* _Task list_
a. Reproduce verbatim the part of the passage on Facebook's data export starting with "Just by looking" and going on through "to 4,612 pages.".
b. Extend the passage on Facebook's data export, picking up after its final sentence.

>> Start Source excerpt

Just by looking at the sheer volume of data Facebook makes available, it’s hard to believe this is true. The Download Your Information export includes dozens of the user’s files, containing every event attended, comment posted, page liked, and ad interacted with. It also is a stark reminder of just how many features Facebook has (a fully fledged payments platform! Something called “Town Hall”!) and how many have been retired (remember pokes?). When Katie Day Good got her data from Facebook, the PDF ran to 4,612 pages.

But the people we interviewed—the ones who might actually make use of all this information—noted some serious shortcomings in the data. A user can download a comment made on a status, but not the original status or its author (at least in a way useful for developers). A user can get the start time and name of an event attended, but not the location or any fellow attendees. Users can get the time they friended people, but little else about their social graphs. Time and time again, Facebook data was insufficient to re-create almost any of the platform’s features.

>> End Source excerpt
>> Start Provided data

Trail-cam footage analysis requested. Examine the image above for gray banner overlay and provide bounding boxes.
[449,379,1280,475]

>> End Provided data

* _Answers to the tasks_
a.
Just by looking at the sheer volume of data Facebook makes available, it’s hard to believe this is true. The Download Your Information export includes dozens of the user’s files, containing every event attended, comment posted, page liked, and ad interacted with. It also is a stark reminder of just how many features Facebook has (a fully fledged payments platform! Something called “Town Hall”!) and how many have been retired (remember pokes?). When Katie Day Good got her data from Facebook, the PDF ran to 4,612 pages.

b.
From a privacy perspective, these shortcomings make sense. Facebook draws a hard line around what it considers one user’s data versus another’s in order to ensure that no one has access to information not their own. Sometimes, though, the hard line makes the data less useful to competitors. Information falls in the gaps, leaving conversations unable to be reconstructed, even if both sides upload their data. Facebook mused extensively on the privacy trade-offs involved in data portability in a white paper published in September. It concluded, more or less, that there need to be more conversations on this subject. (Mark Zuckerberg himself has given a similar line about data portability since as early as 2010.)

Conversations aside, there is some low-hanging fruit to make current data portability options more useful for competitors and easier for users. Almost no platforms we looked at gave any sense of what downloaded data might actually look like, and without this kind of documentation, developers would have a hard time incorporating this data into any real products. The process of actually downloading data could also be improved. Currently, many platforms hide their data exports deep in menus, limit how frequently users can download their data, and take a long time to make the data accessible. Spotify, for example, can take up to 30 days to create its data export.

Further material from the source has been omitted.